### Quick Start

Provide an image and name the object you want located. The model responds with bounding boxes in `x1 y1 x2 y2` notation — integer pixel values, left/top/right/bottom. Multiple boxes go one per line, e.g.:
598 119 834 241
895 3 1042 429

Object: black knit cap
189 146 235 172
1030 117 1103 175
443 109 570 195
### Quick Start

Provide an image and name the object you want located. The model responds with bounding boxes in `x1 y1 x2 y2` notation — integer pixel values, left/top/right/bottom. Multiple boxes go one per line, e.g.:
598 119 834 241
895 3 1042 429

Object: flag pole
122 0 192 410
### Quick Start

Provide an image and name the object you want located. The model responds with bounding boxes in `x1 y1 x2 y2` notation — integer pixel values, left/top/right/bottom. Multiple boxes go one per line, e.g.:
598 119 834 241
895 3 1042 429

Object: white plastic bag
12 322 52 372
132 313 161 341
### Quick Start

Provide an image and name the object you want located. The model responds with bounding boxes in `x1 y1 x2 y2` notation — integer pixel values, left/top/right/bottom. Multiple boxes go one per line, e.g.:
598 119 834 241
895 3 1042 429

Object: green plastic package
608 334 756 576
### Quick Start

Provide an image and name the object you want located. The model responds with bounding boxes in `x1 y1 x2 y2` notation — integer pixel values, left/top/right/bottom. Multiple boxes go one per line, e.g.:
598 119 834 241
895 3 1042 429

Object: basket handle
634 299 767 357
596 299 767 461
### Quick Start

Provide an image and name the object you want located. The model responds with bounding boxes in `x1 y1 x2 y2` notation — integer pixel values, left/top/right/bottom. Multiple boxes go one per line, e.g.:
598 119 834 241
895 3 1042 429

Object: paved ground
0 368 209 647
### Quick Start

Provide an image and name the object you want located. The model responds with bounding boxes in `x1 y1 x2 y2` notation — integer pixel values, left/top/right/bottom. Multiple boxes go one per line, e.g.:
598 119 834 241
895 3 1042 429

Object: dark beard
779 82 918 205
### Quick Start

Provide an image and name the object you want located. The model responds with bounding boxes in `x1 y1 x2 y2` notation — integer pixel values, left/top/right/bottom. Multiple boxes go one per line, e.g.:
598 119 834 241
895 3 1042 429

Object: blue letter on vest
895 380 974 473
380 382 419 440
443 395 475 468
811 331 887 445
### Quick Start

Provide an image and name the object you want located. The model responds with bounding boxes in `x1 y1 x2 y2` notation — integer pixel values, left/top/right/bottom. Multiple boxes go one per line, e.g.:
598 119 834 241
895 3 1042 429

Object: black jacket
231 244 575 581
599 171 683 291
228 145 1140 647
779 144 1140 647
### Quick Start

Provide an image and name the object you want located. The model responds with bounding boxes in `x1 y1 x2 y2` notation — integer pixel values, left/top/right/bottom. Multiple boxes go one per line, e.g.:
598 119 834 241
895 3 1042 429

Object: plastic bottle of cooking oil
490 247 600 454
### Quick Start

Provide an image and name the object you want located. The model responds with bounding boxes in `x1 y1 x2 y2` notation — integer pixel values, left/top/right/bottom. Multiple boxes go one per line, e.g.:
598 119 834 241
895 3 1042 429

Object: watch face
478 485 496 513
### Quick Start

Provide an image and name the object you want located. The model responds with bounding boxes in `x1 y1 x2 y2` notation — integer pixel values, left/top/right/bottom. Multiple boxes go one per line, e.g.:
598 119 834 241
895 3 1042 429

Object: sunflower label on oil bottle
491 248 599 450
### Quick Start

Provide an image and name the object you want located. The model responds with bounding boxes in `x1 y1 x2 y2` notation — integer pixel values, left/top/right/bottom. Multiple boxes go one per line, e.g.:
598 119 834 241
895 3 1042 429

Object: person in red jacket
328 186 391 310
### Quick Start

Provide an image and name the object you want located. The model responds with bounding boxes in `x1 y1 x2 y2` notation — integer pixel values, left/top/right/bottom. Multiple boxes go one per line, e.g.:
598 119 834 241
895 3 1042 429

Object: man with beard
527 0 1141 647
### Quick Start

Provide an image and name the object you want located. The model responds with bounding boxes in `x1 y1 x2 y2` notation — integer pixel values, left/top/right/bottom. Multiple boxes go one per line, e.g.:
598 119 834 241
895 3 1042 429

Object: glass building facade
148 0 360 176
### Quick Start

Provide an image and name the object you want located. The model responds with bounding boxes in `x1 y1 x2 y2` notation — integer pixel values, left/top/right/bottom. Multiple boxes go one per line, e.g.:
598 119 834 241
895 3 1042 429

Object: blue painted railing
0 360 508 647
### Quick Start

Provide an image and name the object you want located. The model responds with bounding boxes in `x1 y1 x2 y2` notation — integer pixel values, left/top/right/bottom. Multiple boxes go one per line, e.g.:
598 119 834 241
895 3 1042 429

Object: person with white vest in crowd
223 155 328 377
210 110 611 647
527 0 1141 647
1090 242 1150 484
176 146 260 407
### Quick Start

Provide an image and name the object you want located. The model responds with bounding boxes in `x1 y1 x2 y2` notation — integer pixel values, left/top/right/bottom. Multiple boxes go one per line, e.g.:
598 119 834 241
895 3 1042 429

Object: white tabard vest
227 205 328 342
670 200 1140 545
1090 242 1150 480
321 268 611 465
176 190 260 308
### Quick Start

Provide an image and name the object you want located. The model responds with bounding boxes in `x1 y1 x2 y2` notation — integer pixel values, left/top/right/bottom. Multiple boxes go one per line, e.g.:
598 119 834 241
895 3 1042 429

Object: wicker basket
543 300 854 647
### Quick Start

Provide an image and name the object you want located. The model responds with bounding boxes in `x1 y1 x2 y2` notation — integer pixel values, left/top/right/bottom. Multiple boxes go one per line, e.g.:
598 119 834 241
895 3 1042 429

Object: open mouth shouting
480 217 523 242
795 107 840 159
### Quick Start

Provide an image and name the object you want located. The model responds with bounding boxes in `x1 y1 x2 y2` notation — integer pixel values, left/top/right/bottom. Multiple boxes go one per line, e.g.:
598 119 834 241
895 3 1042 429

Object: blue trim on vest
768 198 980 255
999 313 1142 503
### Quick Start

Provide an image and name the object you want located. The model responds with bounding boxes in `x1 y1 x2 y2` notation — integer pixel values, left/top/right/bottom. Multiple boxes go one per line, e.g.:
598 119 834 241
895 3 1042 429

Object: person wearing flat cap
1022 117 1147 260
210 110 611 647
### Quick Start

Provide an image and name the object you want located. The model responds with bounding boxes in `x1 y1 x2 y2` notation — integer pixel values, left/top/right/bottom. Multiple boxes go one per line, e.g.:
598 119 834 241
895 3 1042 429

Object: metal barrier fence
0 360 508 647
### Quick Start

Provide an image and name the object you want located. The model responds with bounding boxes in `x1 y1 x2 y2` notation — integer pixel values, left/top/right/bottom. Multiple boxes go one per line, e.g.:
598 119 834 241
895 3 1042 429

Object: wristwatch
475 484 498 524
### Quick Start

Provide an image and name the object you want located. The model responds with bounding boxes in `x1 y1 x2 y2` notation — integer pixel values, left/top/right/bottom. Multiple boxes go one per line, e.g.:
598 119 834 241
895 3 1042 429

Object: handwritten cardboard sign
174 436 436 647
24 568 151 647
____________________
Requirement
List every line in the material that contains the word "blue", copying each such line in full.

Answer to this task
Object: blue letter on vest
Object: blue painted railing
Object: blue trim on vest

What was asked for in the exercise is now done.